Which lines of the records contain the word "below"? Copy each one.

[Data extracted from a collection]
----

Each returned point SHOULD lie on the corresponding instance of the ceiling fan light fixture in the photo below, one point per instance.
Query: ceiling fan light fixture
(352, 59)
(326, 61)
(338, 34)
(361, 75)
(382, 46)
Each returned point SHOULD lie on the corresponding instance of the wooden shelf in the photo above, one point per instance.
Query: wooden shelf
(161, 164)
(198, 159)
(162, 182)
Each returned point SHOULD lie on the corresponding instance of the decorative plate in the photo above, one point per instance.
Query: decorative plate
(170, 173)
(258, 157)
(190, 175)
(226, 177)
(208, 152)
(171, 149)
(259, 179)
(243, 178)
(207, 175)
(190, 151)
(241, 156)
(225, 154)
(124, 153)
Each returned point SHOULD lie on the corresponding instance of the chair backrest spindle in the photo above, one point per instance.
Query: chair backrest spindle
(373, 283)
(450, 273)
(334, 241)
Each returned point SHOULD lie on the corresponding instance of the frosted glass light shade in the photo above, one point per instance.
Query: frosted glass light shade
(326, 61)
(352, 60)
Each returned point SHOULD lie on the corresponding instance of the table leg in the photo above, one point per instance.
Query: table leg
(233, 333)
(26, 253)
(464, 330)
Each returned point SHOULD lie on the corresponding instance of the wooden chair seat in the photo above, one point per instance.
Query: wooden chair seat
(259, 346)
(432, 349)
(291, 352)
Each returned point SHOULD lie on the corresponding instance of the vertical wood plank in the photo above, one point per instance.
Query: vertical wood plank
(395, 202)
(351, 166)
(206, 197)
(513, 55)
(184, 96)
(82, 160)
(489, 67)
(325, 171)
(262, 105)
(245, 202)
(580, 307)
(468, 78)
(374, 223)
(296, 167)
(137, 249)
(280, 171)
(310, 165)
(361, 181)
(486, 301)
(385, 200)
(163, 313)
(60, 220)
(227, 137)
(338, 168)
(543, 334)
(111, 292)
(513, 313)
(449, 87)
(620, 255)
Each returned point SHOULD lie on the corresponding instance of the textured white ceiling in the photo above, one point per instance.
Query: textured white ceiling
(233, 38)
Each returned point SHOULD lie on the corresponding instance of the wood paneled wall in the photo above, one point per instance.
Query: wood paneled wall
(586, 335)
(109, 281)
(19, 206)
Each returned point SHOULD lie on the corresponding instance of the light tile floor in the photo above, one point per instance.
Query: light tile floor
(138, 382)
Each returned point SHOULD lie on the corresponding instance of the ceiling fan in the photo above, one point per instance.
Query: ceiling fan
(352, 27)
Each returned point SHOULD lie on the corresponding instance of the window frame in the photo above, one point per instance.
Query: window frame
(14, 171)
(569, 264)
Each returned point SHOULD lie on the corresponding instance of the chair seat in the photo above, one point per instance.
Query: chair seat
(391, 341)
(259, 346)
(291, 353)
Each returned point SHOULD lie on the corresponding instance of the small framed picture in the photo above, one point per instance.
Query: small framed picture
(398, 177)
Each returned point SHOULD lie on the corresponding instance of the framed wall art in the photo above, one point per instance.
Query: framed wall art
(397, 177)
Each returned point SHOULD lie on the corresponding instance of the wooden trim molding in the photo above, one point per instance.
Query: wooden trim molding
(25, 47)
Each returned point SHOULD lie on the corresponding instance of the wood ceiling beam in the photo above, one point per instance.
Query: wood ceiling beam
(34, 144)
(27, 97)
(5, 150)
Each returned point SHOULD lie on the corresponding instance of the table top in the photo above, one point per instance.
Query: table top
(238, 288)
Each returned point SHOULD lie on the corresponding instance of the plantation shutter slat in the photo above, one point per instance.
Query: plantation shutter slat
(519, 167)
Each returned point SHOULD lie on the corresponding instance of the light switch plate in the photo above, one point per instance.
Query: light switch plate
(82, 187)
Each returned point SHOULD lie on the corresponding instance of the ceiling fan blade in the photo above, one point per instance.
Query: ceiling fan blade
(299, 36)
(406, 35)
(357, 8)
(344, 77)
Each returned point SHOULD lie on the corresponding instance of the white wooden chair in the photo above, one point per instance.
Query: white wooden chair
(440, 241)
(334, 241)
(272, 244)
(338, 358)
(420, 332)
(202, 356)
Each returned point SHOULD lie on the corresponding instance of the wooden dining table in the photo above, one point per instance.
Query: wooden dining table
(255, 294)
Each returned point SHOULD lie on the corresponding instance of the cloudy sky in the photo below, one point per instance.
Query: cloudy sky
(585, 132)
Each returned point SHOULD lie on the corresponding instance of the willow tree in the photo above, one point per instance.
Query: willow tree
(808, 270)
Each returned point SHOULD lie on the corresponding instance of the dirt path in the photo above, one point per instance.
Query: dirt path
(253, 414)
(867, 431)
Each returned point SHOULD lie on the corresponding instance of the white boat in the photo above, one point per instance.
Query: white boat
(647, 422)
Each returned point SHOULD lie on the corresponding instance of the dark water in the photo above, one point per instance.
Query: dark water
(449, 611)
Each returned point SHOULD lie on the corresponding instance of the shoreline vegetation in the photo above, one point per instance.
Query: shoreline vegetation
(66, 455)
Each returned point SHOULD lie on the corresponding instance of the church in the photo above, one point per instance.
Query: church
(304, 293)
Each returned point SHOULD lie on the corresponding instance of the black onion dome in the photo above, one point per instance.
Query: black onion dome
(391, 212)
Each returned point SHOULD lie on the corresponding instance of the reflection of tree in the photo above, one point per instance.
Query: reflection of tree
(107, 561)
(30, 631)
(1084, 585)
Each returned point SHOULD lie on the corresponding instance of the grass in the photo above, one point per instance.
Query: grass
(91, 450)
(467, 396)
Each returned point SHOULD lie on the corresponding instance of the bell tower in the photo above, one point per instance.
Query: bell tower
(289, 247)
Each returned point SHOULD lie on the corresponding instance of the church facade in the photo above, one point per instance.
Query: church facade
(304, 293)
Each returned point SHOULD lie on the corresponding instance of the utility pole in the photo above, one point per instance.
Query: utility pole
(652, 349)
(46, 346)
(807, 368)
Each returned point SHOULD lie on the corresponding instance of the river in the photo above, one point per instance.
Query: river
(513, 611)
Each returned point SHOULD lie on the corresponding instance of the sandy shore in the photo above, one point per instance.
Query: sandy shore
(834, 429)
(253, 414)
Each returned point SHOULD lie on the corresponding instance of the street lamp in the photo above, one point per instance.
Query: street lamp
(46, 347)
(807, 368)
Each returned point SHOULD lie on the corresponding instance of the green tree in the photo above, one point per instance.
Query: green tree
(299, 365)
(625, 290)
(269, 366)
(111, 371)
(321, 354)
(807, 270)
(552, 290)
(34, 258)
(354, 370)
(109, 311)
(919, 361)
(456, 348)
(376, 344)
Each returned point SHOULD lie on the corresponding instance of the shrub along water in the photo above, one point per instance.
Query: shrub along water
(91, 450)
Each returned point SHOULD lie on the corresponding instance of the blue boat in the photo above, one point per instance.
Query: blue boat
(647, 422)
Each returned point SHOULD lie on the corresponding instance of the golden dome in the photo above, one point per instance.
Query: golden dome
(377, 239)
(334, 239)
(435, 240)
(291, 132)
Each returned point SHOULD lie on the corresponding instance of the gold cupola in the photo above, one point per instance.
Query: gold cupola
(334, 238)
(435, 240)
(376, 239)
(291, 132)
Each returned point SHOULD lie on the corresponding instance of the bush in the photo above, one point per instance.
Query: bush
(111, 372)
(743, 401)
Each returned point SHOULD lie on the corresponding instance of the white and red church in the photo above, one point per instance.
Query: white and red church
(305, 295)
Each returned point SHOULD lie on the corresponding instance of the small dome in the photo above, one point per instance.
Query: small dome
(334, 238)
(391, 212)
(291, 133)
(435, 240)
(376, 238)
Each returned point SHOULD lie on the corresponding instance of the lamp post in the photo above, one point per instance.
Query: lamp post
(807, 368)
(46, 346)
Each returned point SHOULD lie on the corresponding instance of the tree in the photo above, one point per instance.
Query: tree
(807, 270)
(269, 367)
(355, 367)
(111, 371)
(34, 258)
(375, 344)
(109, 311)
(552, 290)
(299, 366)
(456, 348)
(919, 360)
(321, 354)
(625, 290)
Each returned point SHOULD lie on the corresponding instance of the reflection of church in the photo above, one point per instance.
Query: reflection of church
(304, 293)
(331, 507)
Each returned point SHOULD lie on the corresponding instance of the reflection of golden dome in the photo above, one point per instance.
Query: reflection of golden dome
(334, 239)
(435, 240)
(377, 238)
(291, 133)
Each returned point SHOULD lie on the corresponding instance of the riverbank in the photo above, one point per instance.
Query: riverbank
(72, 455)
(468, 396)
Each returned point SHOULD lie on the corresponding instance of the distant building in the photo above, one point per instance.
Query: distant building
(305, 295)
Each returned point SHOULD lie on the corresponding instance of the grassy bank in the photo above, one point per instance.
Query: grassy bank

----

SOLUTION TO THIS PROBLEM
Each returned point SHOULD lie on the corresponding instance of the ceiling fan light fixture in the photo below, one point per instance.
Each returned point SHOULD lie on the corresponding instance of the cloudy sky in the photo below, one point per instance.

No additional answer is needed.